#### Goal
Please copy out the data, beginning at the line that contains "I need to verify whether the snow-covered mountain" and stopping after the line that contains "124, 575, 154]]". Keep all wording unchanged, but scale every coordinate in the answers by 0.7 and round each result to a whole number, with halves rounded up.

#### Provided material
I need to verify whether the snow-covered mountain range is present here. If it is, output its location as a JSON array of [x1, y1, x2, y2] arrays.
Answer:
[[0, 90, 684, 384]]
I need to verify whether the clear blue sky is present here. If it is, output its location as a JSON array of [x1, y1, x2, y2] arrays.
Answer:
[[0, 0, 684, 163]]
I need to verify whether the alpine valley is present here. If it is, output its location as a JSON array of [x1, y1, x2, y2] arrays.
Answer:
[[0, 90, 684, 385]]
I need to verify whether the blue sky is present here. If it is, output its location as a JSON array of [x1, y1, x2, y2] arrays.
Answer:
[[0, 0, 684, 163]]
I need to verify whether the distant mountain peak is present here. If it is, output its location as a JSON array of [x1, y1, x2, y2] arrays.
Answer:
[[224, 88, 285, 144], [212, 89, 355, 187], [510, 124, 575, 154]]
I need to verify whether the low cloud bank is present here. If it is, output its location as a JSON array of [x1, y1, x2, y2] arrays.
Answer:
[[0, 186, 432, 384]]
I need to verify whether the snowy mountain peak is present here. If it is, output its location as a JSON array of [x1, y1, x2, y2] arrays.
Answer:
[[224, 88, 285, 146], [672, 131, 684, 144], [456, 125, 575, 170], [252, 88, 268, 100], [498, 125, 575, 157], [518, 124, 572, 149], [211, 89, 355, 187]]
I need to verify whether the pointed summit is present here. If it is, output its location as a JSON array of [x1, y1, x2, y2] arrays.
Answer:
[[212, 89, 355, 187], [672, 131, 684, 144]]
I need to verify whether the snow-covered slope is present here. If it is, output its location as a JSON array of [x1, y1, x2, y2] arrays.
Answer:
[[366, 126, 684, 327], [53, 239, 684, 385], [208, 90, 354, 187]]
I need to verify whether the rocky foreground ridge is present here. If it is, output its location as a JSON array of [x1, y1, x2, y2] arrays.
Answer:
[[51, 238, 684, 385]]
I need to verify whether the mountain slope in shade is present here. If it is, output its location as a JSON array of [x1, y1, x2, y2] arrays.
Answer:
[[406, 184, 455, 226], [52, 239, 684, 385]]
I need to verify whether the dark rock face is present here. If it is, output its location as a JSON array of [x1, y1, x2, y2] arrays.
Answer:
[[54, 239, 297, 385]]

* * *

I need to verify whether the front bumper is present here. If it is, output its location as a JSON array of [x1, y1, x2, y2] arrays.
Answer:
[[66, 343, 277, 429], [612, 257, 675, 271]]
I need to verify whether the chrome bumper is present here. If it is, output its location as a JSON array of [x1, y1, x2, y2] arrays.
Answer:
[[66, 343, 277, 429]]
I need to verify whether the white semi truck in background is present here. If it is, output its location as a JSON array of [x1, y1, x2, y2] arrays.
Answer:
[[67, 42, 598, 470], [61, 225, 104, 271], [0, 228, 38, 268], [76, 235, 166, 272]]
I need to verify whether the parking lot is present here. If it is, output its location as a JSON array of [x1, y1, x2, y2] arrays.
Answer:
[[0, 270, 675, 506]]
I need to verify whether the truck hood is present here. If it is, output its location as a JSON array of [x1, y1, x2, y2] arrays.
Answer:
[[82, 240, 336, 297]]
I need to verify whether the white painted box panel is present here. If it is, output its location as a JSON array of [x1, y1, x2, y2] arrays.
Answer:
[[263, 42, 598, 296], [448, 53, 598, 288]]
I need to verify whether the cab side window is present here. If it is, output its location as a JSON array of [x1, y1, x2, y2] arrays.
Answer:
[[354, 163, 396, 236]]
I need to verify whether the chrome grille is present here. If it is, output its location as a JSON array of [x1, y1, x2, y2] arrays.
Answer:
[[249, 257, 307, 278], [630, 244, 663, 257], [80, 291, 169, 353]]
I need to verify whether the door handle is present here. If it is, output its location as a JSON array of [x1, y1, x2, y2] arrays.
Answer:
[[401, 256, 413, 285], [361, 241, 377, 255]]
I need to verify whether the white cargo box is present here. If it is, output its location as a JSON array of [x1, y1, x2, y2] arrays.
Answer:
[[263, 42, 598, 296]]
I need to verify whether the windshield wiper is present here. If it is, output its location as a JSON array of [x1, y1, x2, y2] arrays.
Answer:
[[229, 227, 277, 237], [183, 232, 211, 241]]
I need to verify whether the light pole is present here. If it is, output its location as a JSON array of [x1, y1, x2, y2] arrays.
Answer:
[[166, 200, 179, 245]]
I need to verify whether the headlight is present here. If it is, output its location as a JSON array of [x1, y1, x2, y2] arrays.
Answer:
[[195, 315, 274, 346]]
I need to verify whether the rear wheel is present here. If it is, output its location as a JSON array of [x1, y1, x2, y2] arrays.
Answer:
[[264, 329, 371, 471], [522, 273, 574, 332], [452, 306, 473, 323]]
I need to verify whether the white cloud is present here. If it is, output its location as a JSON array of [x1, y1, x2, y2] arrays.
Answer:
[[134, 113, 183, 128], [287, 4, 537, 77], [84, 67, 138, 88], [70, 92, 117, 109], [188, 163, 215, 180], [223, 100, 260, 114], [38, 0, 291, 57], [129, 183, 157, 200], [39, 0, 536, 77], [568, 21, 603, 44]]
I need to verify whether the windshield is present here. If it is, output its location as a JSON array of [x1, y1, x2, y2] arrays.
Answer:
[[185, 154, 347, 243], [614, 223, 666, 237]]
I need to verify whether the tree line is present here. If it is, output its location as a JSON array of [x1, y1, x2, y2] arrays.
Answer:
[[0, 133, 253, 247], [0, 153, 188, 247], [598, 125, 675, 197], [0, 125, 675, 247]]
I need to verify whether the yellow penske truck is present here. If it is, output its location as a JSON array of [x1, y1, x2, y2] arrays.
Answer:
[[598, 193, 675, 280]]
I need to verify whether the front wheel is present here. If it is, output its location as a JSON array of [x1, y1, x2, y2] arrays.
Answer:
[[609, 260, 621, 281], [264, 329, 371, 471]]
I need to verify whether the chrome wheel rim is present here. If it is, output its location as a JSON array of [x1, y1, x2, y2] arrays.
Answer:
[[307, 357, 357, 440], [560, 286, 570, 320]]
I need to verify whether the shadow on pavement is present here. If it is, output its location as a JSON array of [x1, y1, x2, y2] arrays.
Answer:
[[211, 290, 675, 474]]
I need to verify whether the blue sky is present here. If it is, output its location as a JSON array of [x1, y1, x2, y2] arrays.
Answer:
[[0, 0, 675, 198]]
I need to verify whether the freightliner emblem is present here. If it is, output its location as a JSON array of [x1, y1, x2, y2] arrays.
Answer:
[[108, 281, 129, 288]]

#### Result for this exercise
I need to verify whether the snow-covered mountain range is present here. If it is, output its location as a JSON array of [x1, y1, x2, y2] arrays.
Answer:
[[0, 63, 479, 269]]
I need to verify whether the clear blue sky is present here. If it is, output its location as a JSON array of [x1, y1, x2, y2] arrays.
Answer:
[[0, 0, 479, 114]]
I need to verify whether the alpine valley is present here. If it is, output its location as a JSON array of [x1, y1, x2, y2] arrays.
Answer:
[[0, 63, 479, 270]]
I need to verify whether the blue sky is present here. If it is, output its location as a JSON array of [x1, y1, x2, y2] arrays.
Answer:
[[0, 0, 479, 114]]
I need to verify whether the distant mountain peak is present here. If it is, output its location as a JSON array of [x1, y1, x2, y2] arrays.
Answer:
[[157, 62, 200, 101], [148, 62, 249, 131], [357, 87, 403, 108]]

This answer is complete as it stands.